• Task details
Render the lines of the items as a Markdown table, starting at the line containing "Query: sandy ground" and ending at the line containing "Give the mask of the sandy". Use two columns, Row and Line, with Row holding a running number, and omit any blank lines.

--- Start ---

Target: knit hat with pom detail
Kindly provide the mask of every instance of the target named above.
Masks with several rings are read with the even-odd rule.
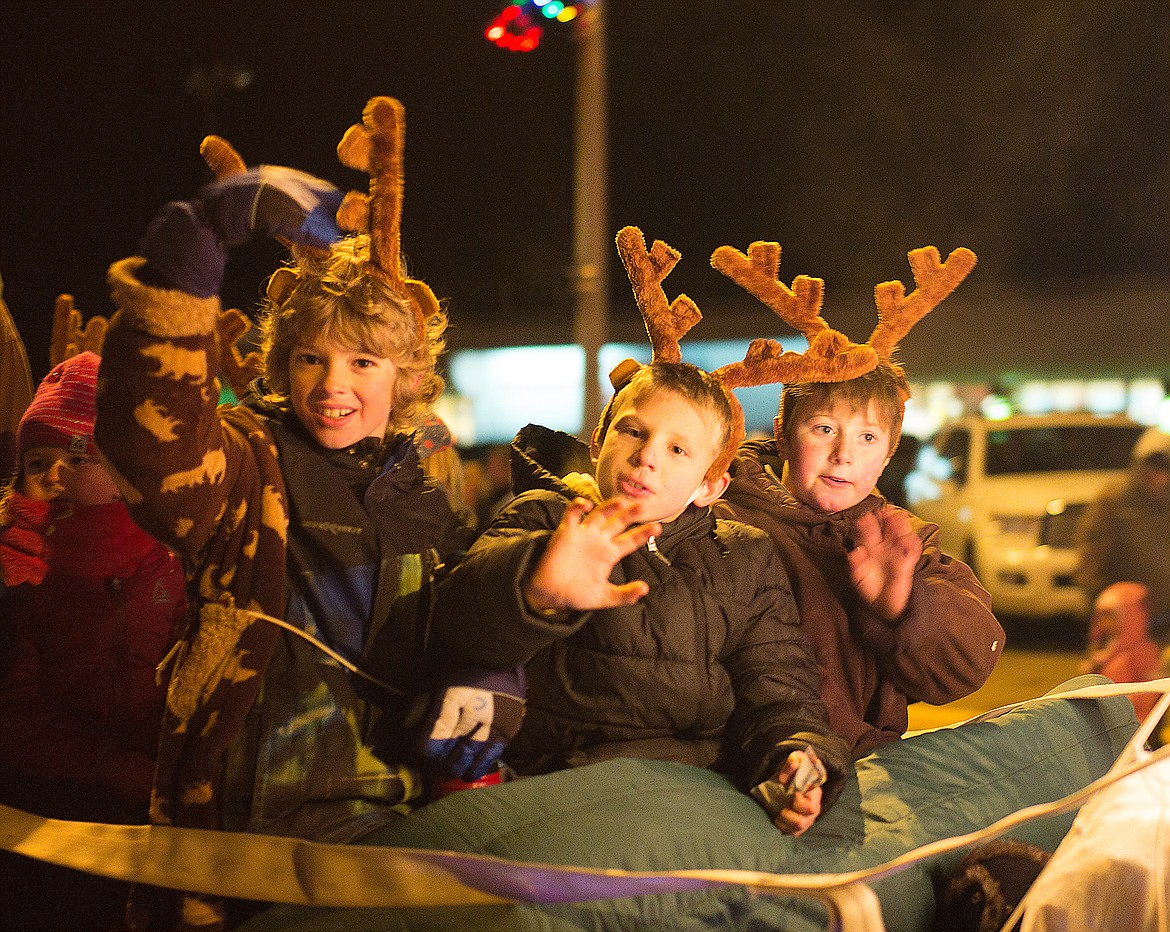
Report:
[[[16,429],[16,455],[33,447],[95,454],[94,421],[101,357],[88,350],[66,359],[36,387]]]

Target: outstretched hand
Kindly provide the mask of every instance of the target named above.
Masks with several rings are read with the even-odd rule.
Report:
[[[772,824],[785,835],[804,835],[820,815],[824,796],[825,768],[817,752],[811,747],[793,751],[776,780],[789,789],[790,795],[784,807],[772,815]]]
[[[649,585],[642,580],[620,586],[610,581],[619,560],[662,532],[658,522],[636,520],[636,503],[611,498],[594,505],[574,498],[524,582],[529,608],[590,612],[633,605],[646,595]]]
[[[219,292],[226,249],[254,234],[322,250],[340,239],[336,214],[344,194],[295,168],[263,165],[212,181],[190,201],[171,201],[138,248],[139,277],[206,298]]]
[[[862,515],[854,525],[856,546],[849,551],[849,574],[858,594],[887,621],[906,612],[922,539],[910,518],[893,505]]]

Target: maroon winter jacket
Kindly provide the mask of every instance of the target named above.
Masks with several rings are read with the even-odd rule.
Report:
[[[165,696],[156,668],[186,606],[183,569],[123,502],[43,518],[22,504],[12,492],[9,513],[44,533],[48,572],[0,596],[13,642],[0,685],[0,767],[146,802]],[[44,523],[28,527],[29,516]],[[14,550],[5,538],[7,565]]]

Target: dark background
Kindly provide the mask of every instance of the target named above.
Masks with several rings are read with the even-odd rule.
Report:
[[[402,244],[449,302],[452,347],[534,329],[567,340],[572,28],[550,26],[534,53],[502,51],[482,33],[504,2],[7,11],[0,275],[34,377],[48,367],[56,295],[109,313],[109,262],[164,201],[208,179],[205,133],[249,164],[364,187],[335,147],[377,94],[406,105]],[[1031,322],[1071,347],[1101,319],[1099,352],[1150,341],[1109,292],[1170,282],[1164,0],[610,0],[606,15],[610,226],[680,249],[667,290],[695,297],[708,322],[742,304],[708,265],[722,243],[778,240],[782,277],[824,277],[830,323],[855,339],[873,325],[873,284],[909,284],[906,251],[934,243],[978,253],[961,289],[976,296],[1100,294],[1081,320]],[[192,92],[216,69],[250,81]],[[278,256],[267,243],[234,255],[226,303],[253,309]],[[611,281],[614,327],[636,333],[615,256]],[[759,332],[773,332],[756,310]],[[1030,352],[980,319],[958,332],[1011,344],[1005,358]],[[708,322],[695,337],[720,329]],[[934,317],[920,330],[923,350],[955,343]]]

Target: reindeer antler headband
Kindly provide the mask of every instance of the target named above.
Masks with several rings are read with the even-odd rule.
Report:
[[[426,320],[439,313],[439,301],[426,284],[402,275],[402,153],[406,144],[406,110],[393,97],[371,97],[362,123],[350,126],[337,144],[337,157],[349,168],[370,175],[370,193],[351,191],[337,210],[337,226],[351,233],[370,234],[370,262],[376,275],[410,302],[421,334]],[[200,146],[204,159],[218,178],[245,171],[243,159],[232,145],[208,136]],[[277,304],[296,285],[297,271],[278,269],[268,284],[268,297]]]
[[[679,341],[702,319],[702,313],[686,295],[669,301],[662,290],[662,281],[681,258],[679,251],[661,240],[655,240],[647,250],[646,237],[638,227],[624,227],[618,232],[617,242],[651,339],[651,361],[680,361]],[[755,242],[748,247],[746,255],[730,246],[721,246],[711,254],[713,267],[759,298],[808,340],[808,350],[797,353],[785,352],[777,340],[756,339],[748,346],[742,360],[711,372],[727,392],[738,420],[738,424],[732,426],[732,435],[743,436],[743,409],[732,388],[773,382],[846,381],[872,372],[879,360],[893,365],[904,378],[901,367],[892,359],[899,340],[958,286],[976,262],[975,253],[965,247],[952,251],[945,262],[940,261],[938,250],[932,246],[913,249],[908,257],[914,271],[914,291],[907,295],[906,288],[896,281],[876,285],[878,326],[868,341],[856,344],[830,327],[820,316],[825,295],[821,278],[798,275],[791,288],[779,281],[778,243]],[[614,392],[624,388],[639,368],[632,359],[618,364],[610,373]],[[738,446],[738,440],[735,446]],[[729,463],[735,449],[724,454]]]
[[[662,290],[662,279],[677,264],[680,254],[661,240],[655,240],[647,251],[646,239],[636,227],[622,228],[617,242],[651,338],[652,360],[679,361],[679,340],[702,319],[698,308],[686,295],[670,302]],[[808,340],[808,350],[785,352],[777,340],[752,340],[741,361],[721,366],[711,374],[729,389],[772,382],[834,382],[873,371],[880,359],[890,361],[899,340],[958,286],[976,262],[975,253],[965,247],[952,251],[945,262],[940,261],[932,246],[913,249],[908,257],[914,291],[907,295],[897,281],[876,285],[878,326],[868,341],[856,344],[830,327],[820,316],[825,295],[821,278],[798,275],[791,288],[779,281],[778,243],[755,242],[746,255],[721,246],[711,255],[711,265],[799,330]],[[621,364],[611,380],[618,377],[624,385],[632,374],[628,364]]]

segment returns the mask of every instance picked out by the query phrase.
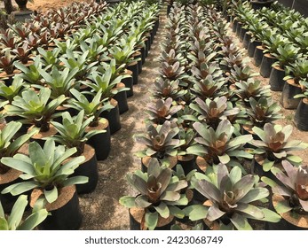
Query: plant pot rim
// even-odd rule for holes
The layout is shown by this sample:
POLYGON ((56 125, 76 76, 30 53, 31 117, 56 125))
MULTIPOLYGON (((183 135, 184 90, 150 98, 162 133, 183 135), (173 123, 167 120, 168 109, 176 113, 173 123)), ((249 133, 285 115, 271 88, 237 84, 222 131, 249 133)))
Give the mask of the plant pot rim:
MULTIPOLYGON (((148 165, 150 163, 150 159, 152 159, 152 157, 150 156, 146 156, 146 157, 143 157, 141 158, 141 163, 146 167, 148 168, 148 165)), ((165 160, 168 160, 169 161, 169 164, 170 164, 170 168, 173 168, 177 163, 178 163, 178 157, 177 156, 168 156, 166 158, 164 158, 163 159, 158 159, 160 161, 165 161, 165 160)))
MULTIPOLYGON (((58 198, 51 204, 46 203, 46 210, 48 212, 52 210, 57 210, 64 206, 67 202, 69 202, 73 197, 74 194, 76 191, 75 185, 70 185, 67 187, 63 187, 60 189, 58 189, 59 190, 59 196, 58 198)), ((31 192, 30 196, 30 206, 33 208, 37 199, 43 195, 43 189, 34 189, 31 192)))
POLYGON ((21 171, 10 167, 6 173, 0 174, 0 185, 15 181, 16 179, 20 177, 21 174, 22 174, 21 171))
MULTIPOLYGON (((272 194, 272 205, 275 208, 278 204, 281 201, 285 200, 285 198, 278 194, 272 194)), ((276 208, 275 208, 276 209, 276 208)), ((286 213, 278 213, 285 221, 291 223, 294 226, 308 229, 308 214, 300 214, 294 213, 292 211, 288 211, 286 213)))
MULTIPOLYGON (((137 222, 141 223, 142 217, 145 214, 145 209, 146 208, 141 207, 131 207, 129 209, 129 213, 137 222)), ((158 221, 156 227, 160 228, 168 225, 173 221, 173 219, 174 216, 171 214, 169 215, 168 218, 162 218, 158 214, 158 221)))

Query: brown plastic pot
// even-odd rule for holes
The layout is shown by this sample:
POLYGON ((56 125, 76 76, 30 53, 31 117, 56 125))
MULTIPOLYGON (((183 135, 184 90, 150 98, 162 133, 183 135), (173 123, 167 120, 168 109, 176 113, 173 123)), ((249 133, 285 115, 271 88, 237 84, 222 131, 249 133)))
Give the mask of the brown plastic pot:
POLYGON ((254 64, 257 67, 260 66, 264 56, 265 49, 262 46, 257 46, 254 53, 254 64))
MULTIPOLYGON (((123 89, 125 88, 125 84, 122 82, 120 82, 116 85, 117 89, 123 89)), ((118 102, 119 105, 119 112, 120 114, 127 112, 129 110, 129 105, 127 103, 127 95, 126 95, 126 90, 118 92, 115 94, 113 97, 115 100, 118 102)))
MULTIPOLYGON (((31 193, 30 205, 33 207, 43 194, 40 189, 35 189, 31 193)), ((59 189, 59 197, 51 204, 46 204, 46 209, 51 213, 38 225, 41 230, 76 230, 80 228, 83 215, 80 210, 79 198, 75 185, 59 189)))
POLYGON ((301 99, 294 97, 300 93, 302 93, 300 85, 295 83, 293 79, 287 80, 281 93, 281 105, 285 109, 296 109, 301 99))
POLYGON ((247 48, 247 53, 250 58, 254 57, 256 48, 259 45, 261 45, 261 42, 259 41, 253 41, 249 43, 249 46, 247 48))
POLYGON ((296 108, 294 122, 298 130, 308 131, 308 99, 303 98, 296 108))
POLYGON ((285 81, 285 71, 280 66, 272 66, 270 74, 270 86, 272 91, 282 91, 285 81))
POLYGON ((97 134, 91 136, 87 143, 92 146, 95 150, 96 159, 104 160, 108 158, 111 150, 111 136, 109 122, 107 119, 101 118, 97 127, 87 127, 86 132, 91 130, 105 130, 105 133, 97 134))
MULTIPOLYGON (((147 172, 147 168, 150 163, 152 157, 146 156, 141 159, 141 171, 146 173, 147 172)), ((176 165, 178 164, 178 158, 177 157, 166 157, 163 158, 164 161, 168 162, 170 165, 169 167, 170 169, 174 169, 176 165)))
POLYGON ((276 58, 270 53, 265 53, 261 61, 260 74, 264 78, 268 78, 271 75, 272 66, 277 61, 276 58))
POLYGON ((94 191, 99 181, 98 160, 95 150, 90 144, 84 145, 84 151, 82 154, 85 157, 85 161, 79 165, 72 176, 84 175, 89 178, 89 182, 83 184, 77 184, 78 194, 87 194, 94 191))
MULTIPOLYGON (((141 221, 145 214, 144 208, 132 207, 129 209, 130 213, 130 230, 141 230, 141 221)), ((168 218, 164 219, 158 216, 157 226, 154 230, 170 230, 171 226, 175 223, 175 218, 170 215, 168 218)))
MULTIPOLYGON (((282 204, 285 198, 277 194, 272 196, 272 210, 277 207, 278 205, 282 204)), ((286 213, 279 213, 281 217, 280 221, 277 223, 267 222, 266 229, 269 230, 308 230, 308 214, 301 214, 295 213, 293 210, 286 213)))
POLYGON ((103 112, 100 114, 100 117, 108 120, 110 135, 113 135, 122 128, 122 125, 120 120, 120 111, 118 102, 112 98, 110 100, 110 104, 114 106, 114 108, 109 111, 103 112))

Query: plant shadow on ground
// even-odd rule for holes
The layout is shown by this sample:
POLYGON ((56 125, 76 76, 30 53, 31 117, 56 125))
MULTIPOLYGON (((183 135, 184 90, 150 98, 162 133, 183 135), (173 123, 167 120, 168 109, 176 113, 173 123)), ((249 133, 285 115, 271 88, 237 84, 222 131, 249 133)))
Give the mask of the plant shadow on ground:
POLYGON ((145 110, 150 102, 149 88, 158 74, 162 38, 161 22, 148 57, 142 67, 138 83, 134 85, 134 95, 128 98, 129 111, 121 115, 122 128, 111 137, 111 151, 108 158, 99 162, 99 182, 96 190, 80 196, 83 221, 80 229, 111 230, 130 229, 128 209, 119 204, 123 195, 134 194, 126 182, 125 174, 141 168, 140 159, 134 155, 143 147, 136 143, 133 135, 146 130, 145 110))

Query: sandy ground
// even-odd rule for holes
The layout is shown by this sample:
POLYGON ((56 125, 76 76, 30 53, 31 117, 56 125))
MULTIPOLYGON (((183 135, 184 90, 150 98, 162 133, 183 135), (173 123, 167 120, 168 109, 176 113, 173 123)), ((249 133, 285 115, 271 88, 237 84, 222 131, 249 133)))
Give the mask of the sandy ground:
MULTIPOLYGON (((31 10, 44 12, 50 8, 59 8, 69 4, 72 0, 35 0, 35 4, 28 4, 31 10)), ((140 150, 140 145, 133 141, 133 135, 145 131, 144 111, 149 102, 149 87, 158 74, 159 63, 155 60, 160 55, 160 43, 162 39, 163 23, 165 14, 162 16, 162 22, 157 32, 149 56, 143 66, 143 72, 139 75, 138 85, 134 86, 134 96, 128 99, 130 110, 121 115, 122 129, 112 136, 112 150, 107 159, 99 163, 99 180, 97 189, 91 194, 80 196, 80 204, 83 214, 81 229, 107 230, 107 229, 129 229, 128 209, 122 206, 118 200, 127 194, 131 194, 132 190, 125 181, 125 174, 140 168, 140 159, 134 153, 140 150)), ((234 34, 230 31, 235 43, 242 48, 234 34)), ((247 56, 244 50, 244 56, 247 56)), ((248 57, 248 56, 247 56, 248 57)), ((253 71, 259 72, 252 59, 249 66, 253 71)), ((257 77, 265 85, 269 79, 257 77)), ((272 92, 272 98, 279 102, 280 92, 272 92)), ((282 120, 277 121, 281 125, 293 123, 294 110, 285 110, 281 107, 282 120)), ((294 126, 293 139, 302 139, 308 143, 308 136, 294 126)), ((308 163, 307 151, 296 152, 308 163)))
POLYGON ((151 94, 148 89, 158 75, 160 41, 162 38, 162 19, 149 55, 142 67, 138 83, 134 85, 134 96, 128 98, 130 110, 121 115, 122 129, 112 136, 109 157, 99 164, 99 181, 93 193, 80 197, 83 222, 81 229, 129 229, 128 209, 119 204, 119 198, 132 194, 125 180, 128 172, 141 168, 140 159, 134 153, 140 145, 133 135, 145 131, 145 109, 151 94))
POLYGON ((32 11, 46 12, 50 9, 59 9, 71 4, 74 2, 84 2, 83 0, 34 0, 28 3, 27 6, 32 11))
MULTIPOLYGON (((232 25, 230 26, 232 27, 232 25)), ((233 36, 235 43, 243 50, 243 56, 246 58, 249 58, 249 66, 252 68, 253 72, 257 72, 259 73, 260 68, 255 66, 253 61, 253 58, 249 58, 248 56, 247 53, 247 50, 244 49, 242 43, 240 42, 240 40, 238 39, 238 37, 236 37, 236 35, 234 35, 234 33, 232 32, 232 30, 229 31, 229 34, 233 36)), ((256 77, 257 80, 259 80, 260 81, 262 81, 262 83, 264 85, 269 85, 269 78, 264 78, 261 75, 257 76, 256 77)), ((278 92, 278 91, 271 91, 272 92, 272 97, 274 101, 276 101, 277 103, 280 103, 280 97, 281 97, 281 92, 278 92)), ((280 104, 281 110, 280 112, 283 115, 283 118, 276 120, 275 123, 282 125, 282 126, 286 126, 286 125, 292 125, 293 126, 293 133, 292 136, 290 137, 290 139, 293 140, 302 140, 303 142, 308 143, 308 134, 307 132, 304 132, 304 131, 300 131, 296 128, 296 127, 294 124, 294 115, 295 115, 295 110, 288 110, 282 107, 282 105, 280 104)), ((298 155, 302 158, 303 159, 303 164, 308 164, 308 151, 304 150, 304 151, 293 151, 293 153, 295 155, 298 155)))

--- End ---

• Response below
| Row | Line |
|---|---|
| 1 | Query: sandy ground |
| 2 | // even-odd rule for holes |
| 3 | The layout is shown by this sample: |
| 4 | POLYGON ((56 125, 76 76, 30 53, 31 117, 56 125)) |
| 5 | MULTIPOLYGON (((183 135, 184 90, 150 98, 162 133, 183 135), (173 123, 167 120, 168 109, 176 113, 173 123)), ((249 133, 285 115, 271 88, 237 84, 222 131, 249 133))) |
| 6 | Give the mask of the sandy ground: |